## Stated exercise
Can you reproduce every one of the records below character for character, with no changes?

— Begin —

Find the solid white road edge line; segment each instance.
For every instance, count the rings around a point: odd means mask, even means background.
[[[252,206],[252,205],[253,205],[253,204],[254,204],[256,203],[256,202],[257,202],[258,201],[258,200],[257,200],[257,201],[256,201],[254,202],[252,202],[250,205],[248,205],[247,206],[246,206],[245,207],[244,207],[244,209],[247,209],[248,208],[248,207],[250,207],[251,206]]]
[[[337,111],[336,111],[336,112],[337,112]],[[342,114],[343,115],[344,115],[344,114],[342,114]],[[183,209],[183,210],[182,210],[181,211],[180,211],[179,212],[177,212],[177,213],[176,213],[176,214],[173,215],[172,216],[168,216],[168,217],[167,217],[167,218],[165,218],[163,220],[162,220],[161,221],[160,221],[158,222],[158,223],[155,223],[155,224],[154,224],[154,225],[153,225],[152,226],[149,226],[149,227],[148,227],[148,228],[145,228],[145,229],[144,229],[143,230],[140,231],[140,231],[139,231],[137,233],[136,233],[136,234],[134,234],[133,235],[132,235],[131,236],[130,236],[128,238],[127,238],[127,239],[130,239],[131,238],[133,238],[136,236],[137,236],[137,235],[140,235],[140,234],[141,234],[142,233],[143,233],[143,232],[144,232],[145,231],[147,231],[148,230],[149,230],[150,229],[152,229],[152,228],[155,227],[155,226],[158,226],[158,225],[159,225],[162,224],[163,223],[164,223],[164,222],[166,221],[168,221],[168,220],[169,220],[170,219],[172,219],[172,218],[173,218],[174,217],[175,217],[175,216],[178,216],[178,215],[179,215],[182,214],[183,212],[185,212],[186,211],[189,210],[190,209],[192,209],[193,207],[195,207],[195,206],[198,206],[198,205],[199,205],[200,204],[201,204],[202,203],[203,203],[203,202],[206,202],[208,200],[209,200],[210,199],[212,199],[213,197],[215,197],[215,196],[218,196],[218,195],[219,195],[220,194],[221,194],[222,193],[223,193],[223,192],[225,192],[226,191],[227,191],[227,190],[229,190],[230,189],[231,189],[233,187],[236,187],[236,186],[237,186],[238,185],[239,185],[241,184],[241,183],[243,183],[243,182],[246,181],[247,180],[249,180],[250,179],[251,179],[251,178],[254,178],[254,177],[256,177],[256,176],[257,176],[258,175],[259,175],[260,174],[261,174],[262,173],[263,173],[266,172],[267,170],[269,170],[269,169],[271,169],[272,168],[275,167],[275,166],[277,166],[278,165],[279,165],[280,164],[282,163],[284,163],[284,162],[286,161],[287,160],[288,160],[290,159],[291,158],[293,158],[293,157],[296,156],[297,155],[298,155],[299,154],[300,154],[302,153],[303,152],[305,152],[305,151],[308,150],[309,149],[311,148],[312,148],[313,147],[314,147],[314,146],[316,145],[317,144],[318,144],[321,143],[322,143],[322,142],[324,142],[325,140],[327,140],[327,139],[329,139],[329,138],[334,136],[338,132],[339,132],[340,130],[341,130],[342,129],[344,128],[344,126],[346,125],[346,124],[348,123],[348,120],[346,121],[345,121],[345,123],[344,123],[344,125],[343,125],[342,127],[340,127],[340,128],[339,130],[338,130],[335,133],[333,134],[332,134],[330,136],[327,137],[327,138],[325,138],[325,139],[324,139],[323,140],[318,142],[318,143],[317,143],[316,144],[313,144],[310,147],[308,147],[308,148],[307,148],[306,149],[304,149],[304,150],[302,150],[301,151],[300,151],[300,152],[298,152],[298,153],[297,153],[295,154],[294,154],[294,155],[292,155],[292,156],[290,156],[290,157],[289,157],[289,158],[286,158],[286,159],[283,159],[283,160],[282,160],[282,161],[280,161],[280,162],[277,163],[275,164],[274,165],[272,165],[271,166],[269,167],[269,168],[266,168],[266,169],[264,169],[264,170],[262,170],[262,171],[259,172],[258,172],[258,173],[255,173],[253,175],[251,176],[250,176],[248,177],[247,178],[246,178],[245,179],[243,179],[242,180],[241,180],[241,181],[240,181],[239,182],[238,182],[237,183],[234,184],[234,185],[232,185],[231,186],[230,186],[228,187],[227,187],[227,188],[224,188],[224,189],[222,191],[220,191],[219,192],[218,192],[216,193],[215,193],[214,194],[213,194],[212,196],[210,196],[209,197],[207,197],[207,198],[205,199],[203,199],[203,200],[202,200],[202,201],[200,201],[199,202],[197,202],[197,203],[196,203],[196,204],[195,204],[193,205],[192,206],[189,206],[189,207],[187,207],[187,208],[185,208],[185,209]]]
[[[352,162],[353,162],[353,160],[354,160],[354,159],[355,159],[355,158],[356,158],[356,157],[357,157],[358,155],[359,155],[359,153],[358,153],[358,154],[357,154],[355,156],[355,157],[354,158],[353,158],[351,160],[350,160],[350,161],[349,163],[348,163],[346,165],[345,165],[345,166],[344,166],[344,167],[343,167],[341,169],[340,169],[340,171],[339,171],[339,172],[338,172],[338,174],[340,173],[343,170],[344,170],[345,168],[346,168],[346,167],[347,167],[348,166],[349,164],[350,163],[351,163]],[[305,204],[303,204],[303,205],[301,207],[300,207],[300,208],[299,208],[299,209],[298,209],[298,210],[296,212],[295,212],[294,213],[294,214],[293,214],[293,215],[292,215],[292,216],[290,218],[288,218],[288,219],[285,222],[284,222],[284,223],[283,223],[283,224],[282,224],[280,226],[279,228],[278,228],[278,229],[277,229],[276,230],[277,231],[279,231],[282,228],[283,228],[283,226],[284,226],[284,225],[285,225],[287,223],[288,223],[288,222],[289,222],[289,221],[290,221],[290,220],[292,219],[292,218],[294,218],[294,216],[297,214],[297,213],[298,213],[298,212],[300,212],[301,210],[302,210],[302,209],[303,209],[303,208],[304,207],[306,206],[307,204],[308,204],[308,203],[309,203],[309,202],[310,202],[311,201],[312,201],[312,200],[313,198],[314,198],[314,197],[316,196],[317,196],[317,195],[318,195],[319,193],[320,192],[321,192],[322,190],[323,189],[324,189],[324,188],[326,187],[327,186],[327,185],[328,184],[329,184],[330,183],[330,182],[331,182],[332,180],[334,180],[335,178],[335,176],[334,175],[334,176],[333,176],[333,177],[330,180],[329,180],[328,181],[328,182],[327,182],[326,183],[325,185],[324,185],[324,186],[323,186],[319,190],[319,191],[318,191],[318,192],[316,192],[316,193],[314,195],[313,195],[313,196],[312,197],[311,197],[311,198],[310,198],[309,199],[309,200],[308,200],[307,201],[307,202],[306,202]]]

— End —

## Exercise answer
Find the solid white road edge line; segment each instance.
For every instance, count the rings around a point: odd means mask, even means background.
[[[252,206],[252,205],[253,205],[253,204],[254,204],[256,203],[256,202],[257,202],[258,201],[258,200],[257,200],[257,201],[256,201],[254,202],[252,202],[250,205],[248,205],[247,206],[246,206],[245,207],[244,207],[244,209],[247,209],[248,208],[248,207],[250,207],[251,206]]]
[[[337,111],[336,111],[336,112],[337,112]],[[342,114],[343,115],[344,115],[344,114],[342,114]],[[183,209],[183,210],[182,210],[181,211],[180,211],[179,212],[177,212],[177,213],[176,213],[176,214],[173,215],[172,216],[168,216],[168,217],[167,217],[167,218],[165,218],[163,220],[162,220],[161,221],[160,221],[158,222],[158,223],[155,223],[155,224],[154,224],[154,225],[153,225],[152,226],[149,226],[149,227],[148,227],[148,228],[145,228],[145,229],[144,229],[143,230],[140,231],[140,231],[139,231],[137,233],[136,233],[136,234],[134,234],[133,235],[132,235],[131,236],[130,236],[128,238],[127,238],[127,239],[130,239],[131,238],[133,238],[136,236],[137,236],[137,235],[140,235],[140,234],[141,234],[142,233],[143,233],[143,232],[144,232],[145,231],[147,231],[148,230],[149,230],[150,229],[152,229],[152,228],[155,227],[155,226],[158,226],[158,225],[159,225],[162,224],[163,223],[164,223],[164,222],[166,221],[168,221],[168,220],[169,220],[170,219],[172,219],[172,218],[173,218],[174,217],[175,217],[175,216],[178,216],[178,215],[179,215],[182,214],[183,212],[185,212],[186,211],[189,210],[190,209],[192,209],[193,207],[195,207],[195,206],[198,206],[198,205],[199,205],[200,204],[201,204],[202,203],[203,203],[203,202],[206,202],[208,200],[209,200],[210,199],[212,199],[213,197],[215,197],[215,196],[218,196],[218,195],[219,195],[220,194],[221,194],[222,193],[223,193],[223,192],[225,192],[226,191],[227,191],[227,190],[229,190],[230,189],[231,189],[233,187],[236,187],[236,186],[237,186],[238,185],[239,185],[241,184],[241,183],[243,183],[243,182],[246,181],[247,180],[249,180],[250,179],[251,179],[251,178],[254,178],[254,177],[256,177],[256,176],[257,176],[258,175],[259,175],[260,174],[261,174],[262,173],[263,173],[266,172],[267,170],[269,170],[269,169],[271,169],[272,168],[275,167],[275,166],[277,166],[278,165],[279,165],[280,164],[282,163],[284,163],[284,162],[286,161],[287,160],[288,160],[290,159],[291,158],[293,158],[293,157],[296,156],[297,155],[298,155],[299,154],[300,154],[302,153],[303,152],[305,152],[305,151],[308,150],[309,149],[311,148],[312,148],[313,147],[314,147],[314,146],[316,145],[317,144],[318,144],[321,143],[322,143],[322,142],[324,142],[325,140],[327,140],[327,139],[329,139],[329,138],[334,136],[338,132],[339,132],[340,130],[341,130],[342,129],[344,128],[344,126],[346,125],[346,124],[348,123],[348,120],[346,121],[345,121],[345,123],[344,123],[344,125],[343,125],[342,127],[340,127],[340,128],[339,130],[338,130],[335,133],[333,134],[332,134],[330,136],[327,137],[327,138],[325,138],[325,139],[324,139],[323,140],[318,142],[318,143],[317,143],[316,144],[313,144],[310,147],[308,147],[308,148],[307,148],[306,149],[304,149],[304,150],[302,150],[301,151],[300,151],[300,152],[298,152],[298,153],[297,153],[295,154],[294,154],[294,155],[292,155],[292,156],[290,156],[290,157],[289,157],[289,158],[286,158],[286,159],[283,159],[283,160],[282,160],[282,161],[280,161],[280,162],[277,163],[275,164],[274,165],[272,165],[271,166],[269,167],[269,168],[266,168],[266,169],[264,169],[264,170],[262,170],[262,171],[259,172],[258,172],[258,173],[255,173],[253,175],[251,176],[250,176],[248,177],[247,178],[246,178],[245,179],[243,179],[242,180],[241,180],[241,181],[240,181],[239,182],[238,182],[237,183],[234,184],[234,185],[232,185],[231,186],[230,186],[228,187],[227,187],[227,188],[224,188],[224,189],[222,191],[220,191],[219,192],[218,192],[216,193],[215,193],[214,194],[213,194],[212,196],[210,196],[209,197],[207,197],[207,198],[205,199],[203,199],[203,200],[202,200],[202,201],[200,201],[199,202],[197,202],[197,203],[196,203],[196,204],[195,204],[193,205],[192,206],[189,206],[189,207],[187,207],[187,208],[185,208],[185,209]]]
[[[352,162],[353,162],[353,160],[354,160],[354,159],[355,159],[355,158],[356,158],[356,157],[357,157],[358,155],[359,155],[359,153],[358,153],[358,154],[357,154],[355,156],[355,157],[354,158],[353,158],[351,160],[350,160],[350,161],[349,163],[348,163],[346,165],[345,165],[345,166],[344,166],[344,167],[343,167],[341,169],[340,169],[340,171],[339,171],[339,172],[338,172],[338,174],[340,173],[343,170],[344,170],[345,168],[346,168],[346,167],[347,167],[348,166],[349,164],[350,163],[351,163]],[[305,204],[303,204],[303,205],[301,207],[300,207],[300,208],[299,208],[299,209],[298,209],[298,210],[296,212],[295,212],[294,213],[294,214],[293,214],[293,215],[292,215],[292,216],[290,218],[288,218],[288,219],[285,222],[284,222],[284,223],[283,223],[283,224],[282,224],[280,226],[279,228],[278,228],[278,229],[277,229],[276,230],[277,231],[279,231],[282,228],[283,228],[283,226],[284,226],[284,225],[285,225],[287,223],[288,223],[288,222],[289,222],[289,221],[290,221],[290,220],[292,219],[292,218],[294,218],[294,216],[297,214],[297,213],[298,213],[298,212],[300,212],[301,210],[302,210],[302,209],[303,209],[303,208],[304,207],[306,206],[307,204],[308,204],[308,203],[309,203],[309,202],[310,202],[311,201],[312,201],[312,200],[313,198],[314,198],[314,197],[316,196],[317,196],[317,195],[318,195],[319,193],[320,192],[321,192],[322,190],[323,189],[324,189],[324,188],[326,187],[327,186],[327,185],[328,184],[329,184],[330,183],[330,182],[331,182],[332,180],[334,180],[335,178],[335,176],[334,175],[334,176],[333,176],[333,177],[330,180],[329,180],[328,181],[328,182],[327,182],[326,183],[325,185],[324,185],[324,186],[323,186],[319,190],[319,191],[318,191],[318,192],[316,192],[316,193],[314,195],[313,195],[313,196],[312,197],[311,197],[311,198],[310,198],[309,199],[309,200],[308,200],[307,201],[307,202],[306,202]]]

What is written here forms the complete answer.